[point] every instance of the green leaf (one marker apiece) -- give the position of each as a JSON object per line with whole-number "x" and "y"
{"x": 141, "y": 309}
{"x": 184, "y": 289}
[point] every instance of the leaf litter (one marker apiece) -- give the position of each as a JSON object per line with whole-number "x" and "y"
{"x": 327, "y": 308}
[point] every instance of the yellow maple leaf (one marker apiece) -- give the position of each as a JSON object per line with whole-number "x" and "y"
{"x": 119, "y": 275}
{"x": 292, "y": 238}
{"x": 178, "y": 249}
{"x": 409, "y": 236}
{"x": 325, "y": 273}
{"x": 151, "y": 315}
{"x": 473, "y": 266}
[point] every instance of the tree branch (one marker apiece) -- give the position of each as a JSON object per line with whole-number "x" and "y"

● ● ● ● ● ● ●

Revise all the records above so that every "one marker apiece" becomes "a single marker each", and write them out again with everything else left as it is.

*Solution to the problem:*
[point] every instance of the green leaf (a single marker each) -- give the position of each as a JSON object per line with whole-number "x" and "y"
{"x": 141, "y": 309}
{"x": 184, "y": 289}
[point] every instance of the leaf litter (a single marker each) -- give the position of each as a JSON object per line with whole-number "x" and "y"
{"x": 327, "y": 308}
[point] every instance of the yellow maple leaf (a single marker each) -- give the position of each as a JSON object per line with whole-number "x" and "y"
{"x": 119, "y": 275}
{"x": 292, "y": 238}
{"x": 178, "y": 249}
{"x": 409, "y": 236}
{"x": 325, "y": 273}
{"x": 151, "y": 315}
{"x": 473, "y": 266}
[point] every instance of the tree branch (a single marker each) -- give the position of each as a JSON object per line with whole-number "x" and "y"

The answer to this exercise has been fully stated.